### PROMPT A
Answer these questions from the passage on computing platforms below:
(i) What simple forms may annunciators (215) take?
(ii) Which kinds of operating systems may smaller devices such as PDAs and wireless telephones be equipped with?
(iii) What must the "portable" or device-independent programs (224) be interpreted by?

-- start of SELECTED EXTRACT --

One or more speakers (214) and/or annunciators (215) are often associated with computing platforms, too. The speakers (214) may be used to reproduce audio and music, such as the speaker of a wireless telephone or the speakers of a personal computer. Annunciators (215) may take the form of simple beep emitters or buzzers, commonly found on certain devices such as PDAs and PIMs.

These user input and output devices may be directly interconnected (28′, 28″) to the CPU (21) via a proprietary bus structure and/or interfaces, or they may be interconnected through one or more industry open buses such as ISA, EISA, PCI, etc.

The computing platform is also provided with one or more software and firmware (2101) programs to implement the desired functionality of the computing platforms.

Turning to now FIG. 2b, more detail is given of a generalized organization of software and firmware (2101) on this range of computing platforms. One or more operating system (“OS”) native application programs (223) may be provided on the computing platform, such as word processors, spreadsheets, contact management utilities, address book, calendar, email client, presentation, financial and bookkeeping programs.

Additionally, one or more “portable” or device-independent programs (224) may be provided, which must be interpreted by an OS-native platform-specific interpreter (225), such as Java™ scripts and programs.

Often, computing platforms are also provided with a form of web browser or micro-browser (226), which may also include one or more extensions to the browser such as browser plug-ins (227).

The computing device is often provided with an operating system (220), such as Microsoft Windows™, UNIX, IBM OS/2™, IBM AIX™, open source LINUX, Apple's MAC OS™, or other platform specific operating systems. Smaller devices such as PDA's and wireless telephones may be equipped with other forms of operating systems such as real-time operating systems (“RTOS”) or Palm Computing's PalmOS™.

A set of basic input and output functions (“BIOS”) and hardware device drivers (221) are often provided to allow the operating system (220) and programs to interface to and control the specific hardware functions provided with the computing platform.

Additionally, one or more embedded firmware programs (222) are commonly provided with many computing platforms, which are executed by onboard or “embedded” microprocessors as part of the peripheral device, such as a micro controller or a hard drive, a communication processor, network interface card, or sound or graphics card.

As such, FIGS. 2 a and 2 b describe in a general sense the various hardware components, software and firmware programs of a wide variety of computing platforms, including but not limited to personal computers, PDAs, PIMs, web-enabled telephones, and other appliances such as WebTV™ units. As such, we now turn our attention to disclosure of the present invention relative to the processes and methods preferably implemented as software and firmware on such a computing platform. It will be readily recognized by those skilled in the art that the following methods and processes may be alternatively realized as hardware functions, in part or in whole, without departing from the spirit and scope of the invention.

-- end of SELECTED EXTRACT --
-- start of INFORMATION PROVIDED --

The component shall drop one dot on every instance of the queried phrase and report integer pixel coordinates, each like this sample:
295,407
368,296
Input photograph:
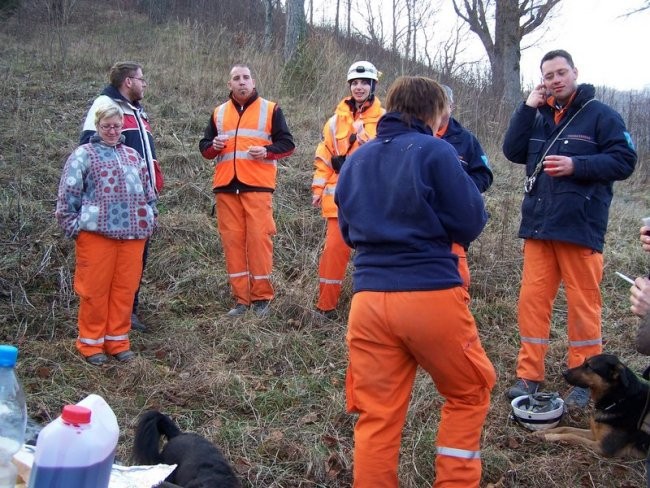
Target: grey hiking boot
522,387
261,307
239,310
578,397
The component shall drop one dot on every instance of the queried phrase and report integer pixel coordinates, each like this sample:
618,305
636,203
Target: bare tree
337,16
296,28
373,27
349,19
513,19
268,24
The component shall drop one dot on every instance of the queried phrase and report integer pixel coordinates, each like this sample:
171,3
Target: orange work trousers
245,223
389,335
463,267
332,267
107,274
546,265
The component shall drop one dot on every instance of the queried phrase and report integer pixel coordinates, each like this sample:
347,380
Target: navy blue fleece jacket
403,198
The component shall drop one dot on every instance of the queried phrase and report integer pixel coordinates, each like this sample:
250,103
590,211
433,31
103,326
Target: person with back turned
398,197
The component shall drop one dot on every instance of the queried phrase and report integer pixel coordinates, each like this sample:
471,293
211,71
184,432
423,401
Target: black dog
619,427
199,463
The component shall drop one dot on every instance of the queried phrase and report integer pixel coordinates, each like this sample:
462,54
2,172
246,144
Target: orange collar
441,130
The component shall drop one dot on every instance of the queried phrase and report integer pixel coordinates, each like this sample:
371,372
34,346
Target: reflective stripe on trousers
547,264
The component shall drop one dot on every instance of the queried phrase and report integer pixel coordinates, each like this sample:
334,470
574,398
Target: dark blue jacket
471,154
572,208
398,199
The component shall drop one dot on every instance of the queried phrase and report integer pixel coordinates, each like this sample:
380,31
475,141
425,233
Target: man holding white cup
246,135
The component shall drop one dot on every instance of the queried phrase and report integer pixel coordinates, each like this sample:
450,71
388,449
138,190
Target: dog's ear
646,373
626,375
606,365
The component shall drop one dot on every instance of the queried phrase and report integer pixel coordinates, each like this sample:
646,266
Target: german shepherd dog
619,427
199,463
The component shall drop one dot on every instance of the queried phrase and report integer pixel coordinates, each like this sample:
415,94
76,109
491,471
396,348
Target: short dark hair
240,65
416,97
557,53
120,71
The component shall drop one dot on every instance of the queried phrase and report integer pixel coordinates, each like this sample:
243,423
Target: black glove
337,163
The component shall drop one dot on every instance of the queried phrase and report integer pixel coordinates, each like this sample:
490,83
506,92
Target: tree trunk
513,19
296,28
268,24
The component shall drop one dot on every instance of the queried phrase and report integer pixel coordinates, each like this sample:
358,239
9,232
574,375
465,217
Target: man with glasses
126,89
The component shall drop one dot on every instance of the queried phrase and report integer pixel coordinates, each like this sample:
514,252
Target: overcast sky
608,50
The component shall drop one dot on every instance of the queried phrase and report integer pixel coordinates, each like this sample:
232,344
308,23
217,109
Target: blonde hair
107,111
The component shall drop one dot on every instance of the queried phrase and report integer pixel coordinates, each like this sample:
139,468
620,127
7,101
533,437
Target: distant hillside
269,392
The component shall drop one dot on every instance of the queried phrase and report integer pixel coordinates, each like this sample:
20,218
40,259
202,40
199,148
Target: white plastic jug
77,451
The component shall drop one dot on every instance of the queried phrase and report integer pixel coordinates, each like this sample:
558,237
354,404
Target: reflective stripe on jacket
252,127
336,142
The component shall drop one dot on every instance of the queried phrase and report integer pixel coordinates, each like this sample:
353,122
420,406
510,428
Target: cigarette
626,278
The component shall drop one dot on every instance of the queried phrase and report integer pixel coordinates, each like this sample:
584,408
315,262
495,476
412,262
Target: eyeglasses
110,127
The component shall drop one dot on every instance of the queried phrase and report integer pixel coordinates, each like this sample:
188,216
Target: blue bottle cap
8,355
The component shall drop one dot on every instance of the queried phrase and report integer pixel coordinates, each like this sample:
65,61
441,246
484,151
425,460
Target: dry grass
269,392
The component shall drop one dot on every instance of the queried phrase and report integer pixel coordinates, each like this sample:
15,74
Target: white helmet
363,70
539,411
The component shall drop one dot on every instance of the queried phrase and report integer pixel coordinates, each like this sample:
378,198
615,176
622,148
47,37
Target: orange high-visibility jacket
250,128
336,142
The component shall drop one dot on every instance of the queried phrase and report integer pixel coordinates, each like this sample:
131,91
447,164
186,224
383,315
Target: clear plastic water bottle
77,449
13,415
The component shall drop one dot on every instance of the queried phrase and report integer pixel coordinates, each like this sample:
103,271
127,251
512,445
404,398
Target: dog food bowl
539,411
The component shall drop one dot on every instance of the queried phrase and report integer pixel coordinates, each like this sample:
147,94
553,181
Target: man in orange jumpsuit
574,148
246,136
353,124
398,197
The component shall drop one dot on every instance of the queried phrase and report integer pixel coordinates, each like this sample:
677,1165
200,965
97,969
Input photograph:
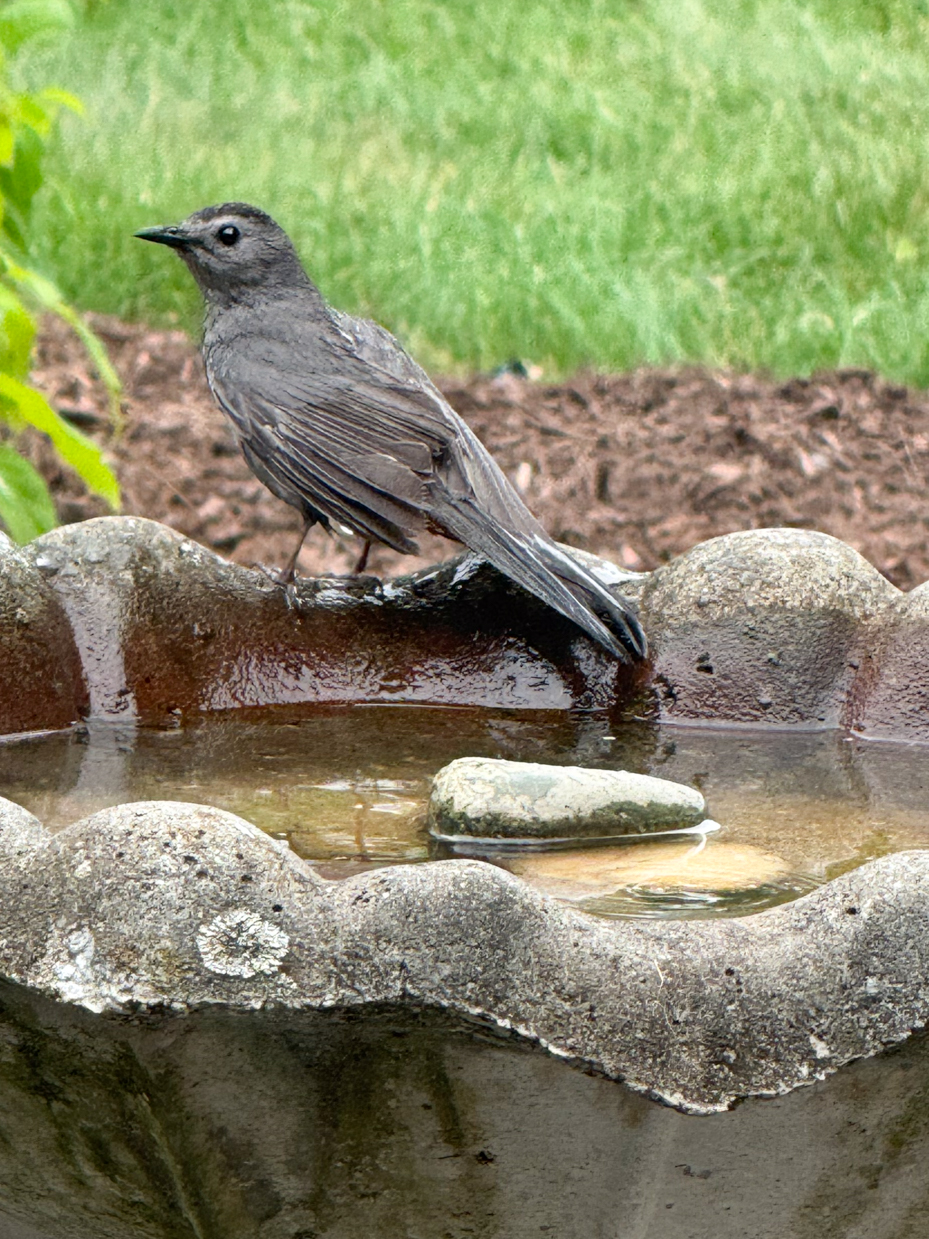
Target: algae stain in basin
348,788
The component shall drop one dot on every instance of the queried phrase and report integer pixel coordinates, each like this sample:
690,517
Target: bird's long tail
536,563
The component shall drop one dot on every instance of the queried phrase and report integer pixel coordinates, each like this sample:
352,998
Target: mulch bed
636,467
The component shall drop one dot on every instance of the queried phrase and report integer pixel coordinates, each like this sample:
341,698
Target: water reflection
348,786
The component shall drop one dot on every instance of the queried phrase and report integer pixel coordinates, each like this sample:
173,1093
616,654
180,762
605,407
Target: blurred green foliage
605,182
26,120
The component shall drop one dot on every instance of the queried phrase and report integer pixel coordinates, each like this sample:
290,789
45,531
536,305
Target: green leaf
17,332
83,455
26,507
20,182
6,141
24,20
62,98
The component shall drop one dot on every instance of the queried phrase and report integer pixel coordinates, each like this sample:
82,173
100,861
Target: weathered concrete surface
488,798
773,627
891,696
276,1124
182,1051
160,905
41,680
768,626
167,628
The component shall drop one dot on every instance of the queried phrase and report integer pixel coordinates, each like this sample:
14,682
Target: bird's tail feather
550,574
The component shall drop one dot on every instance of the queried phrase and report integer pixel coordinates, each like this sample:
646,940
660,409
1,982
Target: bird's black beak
171,236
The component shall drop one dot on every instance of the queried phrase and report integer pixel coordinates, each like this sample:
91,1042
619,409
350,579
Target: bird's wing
357,447
357,428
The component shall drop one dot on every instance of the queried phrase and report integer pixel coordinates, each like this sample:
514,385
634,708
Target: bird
335,418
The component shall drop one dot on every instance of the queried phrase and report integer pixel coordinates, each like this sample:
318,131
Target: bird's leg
287,575
362,559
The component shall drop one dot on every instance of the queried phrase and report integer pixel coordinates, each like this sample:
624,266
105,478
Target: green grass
570,181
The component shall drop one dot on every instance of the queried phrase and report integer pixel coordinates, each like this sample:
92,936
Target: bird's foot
285,579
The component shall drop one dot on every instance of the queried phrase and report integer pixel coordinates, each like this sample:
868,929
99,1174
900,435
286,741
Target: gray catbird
336,419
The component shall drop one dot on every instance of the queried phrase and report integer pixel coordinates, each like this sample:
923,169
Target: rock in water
481,797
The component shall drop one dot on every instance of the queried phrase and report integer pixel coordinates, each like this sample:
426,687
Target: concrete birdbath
245,995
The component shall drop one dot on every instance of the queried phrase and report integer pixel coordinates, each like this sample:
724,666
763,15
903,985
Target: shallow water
348,787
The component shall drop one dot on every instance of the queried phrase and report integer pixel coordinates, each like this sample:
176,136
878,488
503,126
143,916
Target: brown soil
636,467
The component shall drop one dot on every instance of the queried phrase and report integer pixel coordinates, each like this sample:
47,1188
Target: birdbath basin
243,994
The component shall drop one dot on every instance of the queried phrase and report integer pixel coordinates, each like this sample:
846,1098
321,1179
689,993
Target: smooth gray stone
483,797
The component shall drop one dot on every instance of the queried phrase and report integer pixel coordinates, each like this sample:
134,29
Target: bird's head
232,249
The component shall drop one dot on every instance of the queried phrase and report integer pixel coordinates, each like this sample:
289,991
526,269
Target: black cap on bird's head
231,249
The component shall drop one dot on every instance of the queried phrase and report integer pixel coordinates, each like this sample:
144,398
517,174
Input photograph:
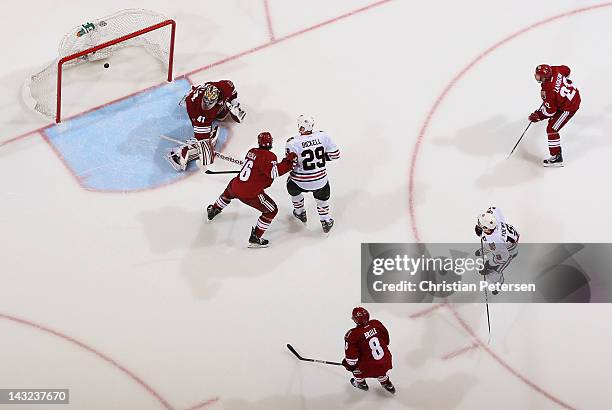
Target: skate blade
257,246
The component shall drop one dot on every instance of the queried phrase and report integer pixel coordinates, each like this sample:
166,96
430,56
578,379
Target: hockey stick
523,134
310,360
217,154
208,171
486,292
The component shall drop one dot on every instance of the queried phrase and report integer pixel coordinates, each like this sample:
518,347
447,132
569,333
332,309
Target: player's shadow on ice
491,141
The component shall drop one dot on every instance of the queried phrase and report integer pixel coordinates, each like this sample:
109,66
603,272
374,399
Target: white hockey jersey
314,150
502,243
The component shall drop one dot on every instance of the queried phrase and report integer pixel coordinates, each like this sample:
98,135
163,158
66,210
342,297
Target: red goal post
97,40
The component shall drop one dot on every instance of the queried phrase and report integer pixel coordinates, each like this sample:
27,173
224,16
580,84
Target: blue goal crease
119,147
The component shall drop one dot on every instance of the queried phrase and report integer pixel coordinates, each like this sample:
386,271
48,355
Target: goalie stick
208,171
310,360
217,155
522,135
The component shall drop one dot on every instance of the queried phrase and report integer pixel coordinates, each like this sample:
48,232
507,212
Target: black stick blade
292,350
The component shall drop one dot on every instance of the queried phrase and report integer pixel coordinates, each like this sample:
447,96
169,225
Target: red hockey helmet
264,140
361,316
210,96
543,73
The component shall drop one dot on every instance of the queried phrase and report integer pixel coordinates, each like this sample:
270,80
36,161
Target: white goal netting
41,90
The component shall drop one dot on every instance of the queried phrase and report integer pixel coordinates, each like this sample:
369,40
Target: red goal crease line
215,64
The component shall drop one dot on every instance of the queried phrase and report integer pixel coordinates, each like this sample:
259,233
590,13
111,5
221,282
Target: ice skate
361,386
212,211
302,217
257,242
554,161
388,386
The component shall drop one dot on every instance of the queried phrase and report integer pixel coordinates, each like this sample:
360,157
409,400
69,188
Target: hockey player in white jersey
500,243
314,149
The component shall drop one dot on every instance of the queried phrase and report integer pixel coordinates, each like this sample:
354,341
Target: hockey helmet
264,140
543,72
210,96
360,316
487,221
306,122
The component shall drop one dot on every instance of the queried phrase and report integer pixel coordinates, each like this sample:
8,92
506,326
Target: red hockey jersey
558,93
368,347
202,119
258,172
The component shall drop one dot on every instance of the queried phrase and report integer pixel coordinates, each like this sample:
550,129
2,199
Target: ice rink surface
129,299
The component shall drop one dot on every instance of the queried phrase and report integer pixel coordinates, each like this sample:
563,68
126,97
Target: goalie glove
237,113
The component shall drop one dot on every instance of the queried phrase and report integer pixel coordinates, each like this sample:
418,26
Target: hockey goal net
96,40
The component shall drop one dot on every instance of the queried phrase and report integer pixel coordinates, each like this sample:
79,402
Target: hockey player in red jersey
258,172
561,100
206,104
367,351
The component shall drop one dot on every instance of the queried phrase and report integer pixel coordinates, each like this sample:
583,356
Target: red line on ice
269,20
456,353
412,172
427,311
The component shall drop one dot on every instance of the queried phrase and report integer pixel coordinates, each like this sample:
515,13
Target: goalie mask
210,96
543,73
487,221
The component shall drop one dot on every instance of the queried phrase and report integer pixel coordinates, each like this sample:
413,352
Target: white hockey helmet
306,122
487,221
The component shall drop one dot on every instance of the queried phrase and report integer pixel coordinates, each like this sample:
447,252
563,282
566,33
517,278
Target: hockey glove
350,368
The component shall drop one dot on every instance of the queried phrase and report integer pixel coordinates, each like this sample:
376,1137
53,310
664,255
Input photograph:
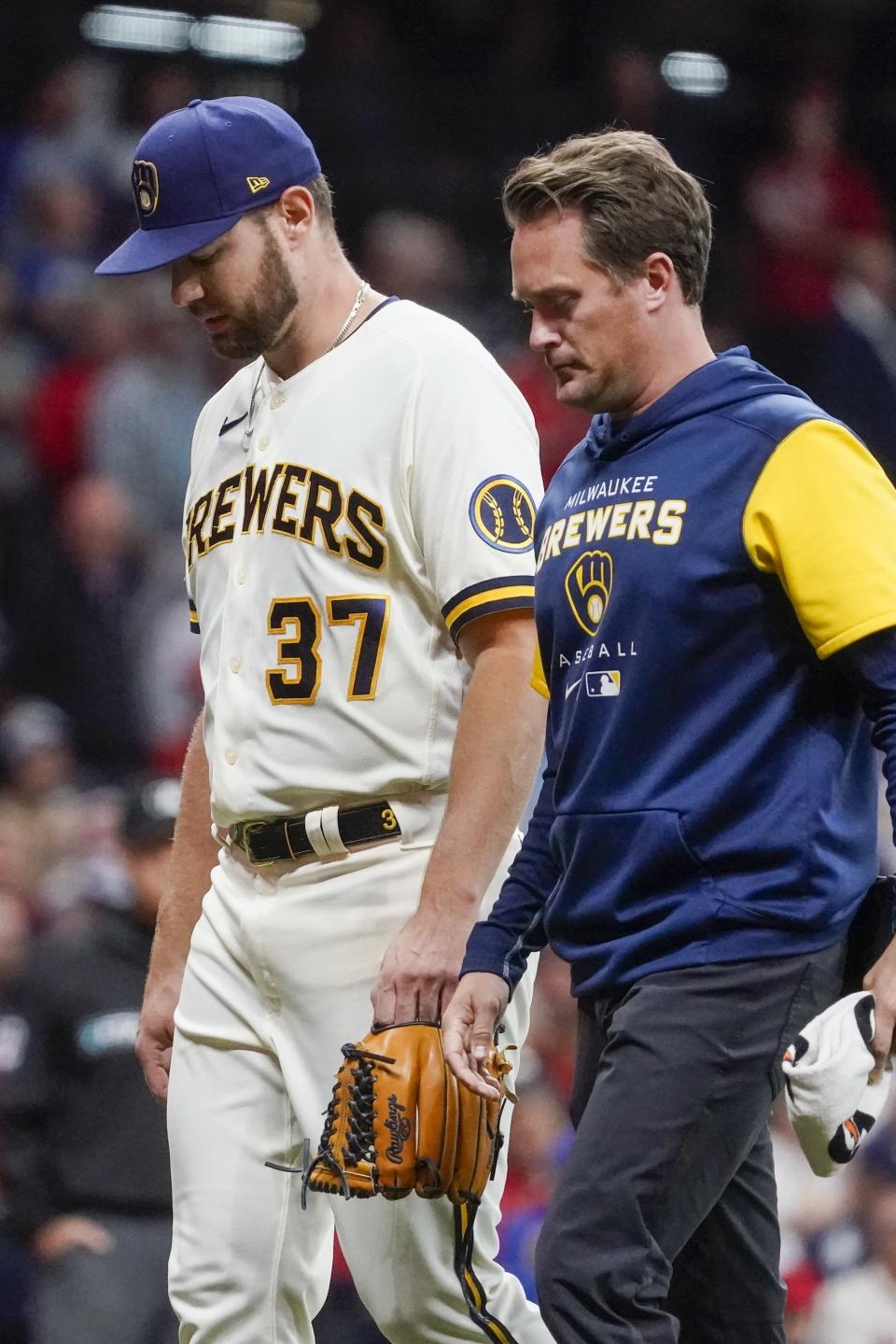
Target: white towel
831,1101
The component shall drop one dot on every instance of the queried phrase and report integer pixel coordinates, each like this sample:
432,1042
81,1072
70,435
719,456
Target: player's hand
419,971
468,1029
881,981
63,1234
156,1032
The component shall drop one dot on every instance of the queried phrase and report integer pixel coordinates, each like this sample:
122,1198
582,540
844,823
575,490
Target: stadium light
219,38
694,73
247,39
136,28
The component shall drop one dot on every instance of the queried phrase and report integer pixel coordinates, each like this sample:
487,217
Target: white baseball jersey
337,540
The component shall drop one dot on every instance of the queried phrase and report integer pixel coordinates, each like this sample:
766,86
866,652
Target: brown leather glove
399,1121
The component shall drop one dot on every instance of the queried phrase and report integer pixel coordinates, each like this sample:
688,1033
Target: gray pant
664,1224
119,1297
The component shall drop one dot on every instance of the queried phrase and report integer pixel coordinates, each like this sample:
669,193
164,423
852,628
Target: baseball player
357,538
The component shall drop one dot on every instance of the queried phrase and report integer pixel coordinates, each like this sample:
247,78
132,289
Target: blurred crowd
100,387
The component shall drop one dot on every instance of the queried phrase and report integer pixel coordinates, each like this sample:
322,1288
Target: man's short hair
635,201
323,198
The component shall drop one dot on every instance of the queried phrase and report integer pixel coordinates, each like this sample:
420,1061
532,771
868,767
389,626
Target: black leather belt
287,837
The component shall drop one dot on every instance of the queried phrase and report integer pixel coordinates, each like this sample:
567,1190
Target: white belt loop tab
315,833
329,830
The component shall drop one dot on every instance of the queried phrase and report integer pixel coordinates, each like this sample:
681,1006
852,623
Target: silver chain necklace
340,336
343,332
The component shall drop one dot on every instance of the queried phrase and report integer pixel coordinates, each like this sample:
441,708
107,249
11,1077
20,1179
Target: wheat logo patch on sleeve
503,513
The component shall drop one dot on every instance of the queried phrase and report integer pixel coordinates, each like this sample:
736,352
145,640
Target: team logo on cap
587,585
503,513
144,179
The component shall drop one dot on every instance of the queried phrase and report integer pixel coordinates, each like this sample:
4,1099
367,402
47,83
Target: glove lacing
359,1147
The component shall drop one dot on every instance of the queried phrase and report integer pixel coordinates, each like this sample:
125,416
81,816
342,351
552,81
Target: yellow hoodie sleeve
822,518
539,680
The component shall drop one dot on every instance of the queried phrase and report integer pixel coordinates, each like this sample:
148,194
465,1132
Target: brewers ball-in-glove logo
503,513
144,179
587,585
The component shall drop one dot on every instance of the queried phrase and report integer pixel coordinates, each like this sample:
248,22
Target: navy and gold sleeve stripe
488,597
822,518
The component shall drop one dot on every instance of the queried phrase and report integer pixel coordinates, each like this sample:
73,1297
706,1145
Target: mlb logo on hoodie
602,683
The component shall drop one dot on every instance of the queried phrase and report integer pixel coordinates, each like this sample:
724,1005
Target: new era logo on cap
189,176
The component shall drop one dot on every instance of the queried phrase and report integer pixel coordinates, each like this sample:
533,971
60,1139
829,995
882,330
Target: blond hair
635,201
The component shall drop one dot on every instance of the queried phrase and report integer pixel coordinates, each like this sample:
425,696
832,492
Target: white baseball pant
278,977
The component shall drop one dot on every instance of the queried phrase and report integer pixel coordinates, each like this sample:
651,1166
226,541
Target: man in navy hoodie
716,607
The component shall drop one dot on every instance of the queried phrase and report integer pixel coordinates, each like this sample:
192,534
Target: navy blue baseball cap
199,168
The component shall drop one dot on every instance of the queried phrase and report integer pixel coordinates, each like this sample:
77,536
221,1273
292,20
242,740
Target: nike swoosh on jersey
230,425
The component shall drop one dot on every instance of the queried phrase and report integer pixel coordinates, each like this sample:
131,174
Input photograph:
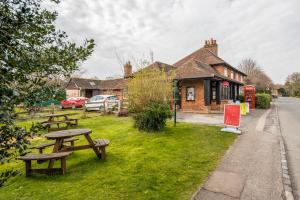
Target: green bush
263,100
153,117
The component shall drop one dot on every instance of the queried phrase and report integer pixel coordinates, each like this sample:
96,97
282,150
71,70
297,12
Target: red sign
225,83
232,115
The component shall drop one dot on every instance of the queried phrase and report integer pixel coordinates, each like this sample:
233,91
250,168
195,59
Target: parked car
73,102
97,102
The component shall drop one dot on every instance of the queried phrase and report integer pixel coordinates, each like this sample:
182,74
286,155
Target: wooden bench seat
41,147
101,144
44,157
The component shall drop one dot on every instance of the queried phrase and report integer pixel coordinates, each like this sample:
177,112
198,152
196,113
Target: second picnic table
68,121
59,136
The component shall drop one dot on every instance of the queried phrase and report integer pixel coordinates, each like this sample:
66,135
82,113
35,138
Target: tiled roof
84,83
198,69
113,84
206,56
160,65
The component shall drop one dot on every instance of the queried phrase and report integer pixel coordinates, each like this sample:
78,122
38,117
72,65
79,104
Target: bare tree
79,73
255,75
292,84
137,63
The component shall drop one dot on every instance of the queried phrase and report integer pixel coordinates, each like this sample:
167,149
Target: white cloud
267,31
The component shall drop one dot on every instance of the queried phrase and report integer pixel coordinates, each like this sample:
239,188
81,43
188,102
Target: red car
73,102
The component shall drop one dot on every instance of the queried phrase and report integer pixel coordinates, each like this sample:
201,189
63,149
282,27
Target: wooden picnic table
52,116
68,121
60,136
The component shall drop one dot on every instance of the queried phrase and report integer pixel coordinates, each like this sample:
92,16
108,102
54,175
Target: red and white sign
225,83
232,115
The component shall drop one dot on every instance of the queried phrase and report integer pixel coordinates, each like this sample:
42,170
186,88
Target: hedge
263,100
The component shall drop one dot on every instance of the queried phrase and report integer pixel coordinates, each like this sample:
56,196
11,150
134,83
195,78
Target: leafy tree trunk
33,54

-- end of INFORMATION PROVIDED --

### PROMPT B
Pull out every line of the entries above that contains the string "orange". Case counts.

### FULL RESPONSE A
(i) Simple beep emitters or buzzers.
(ii) Real-time operating systems ("RTOS") or Palm Computing's PalmOS™.
(iii) An OS-native platform-specific interpreter (225).

### FULL RESPONSE B
Target: orange work trousers
Target: orange collar
Target: orange high-visibility jacket
Target: man in orange jumpsuit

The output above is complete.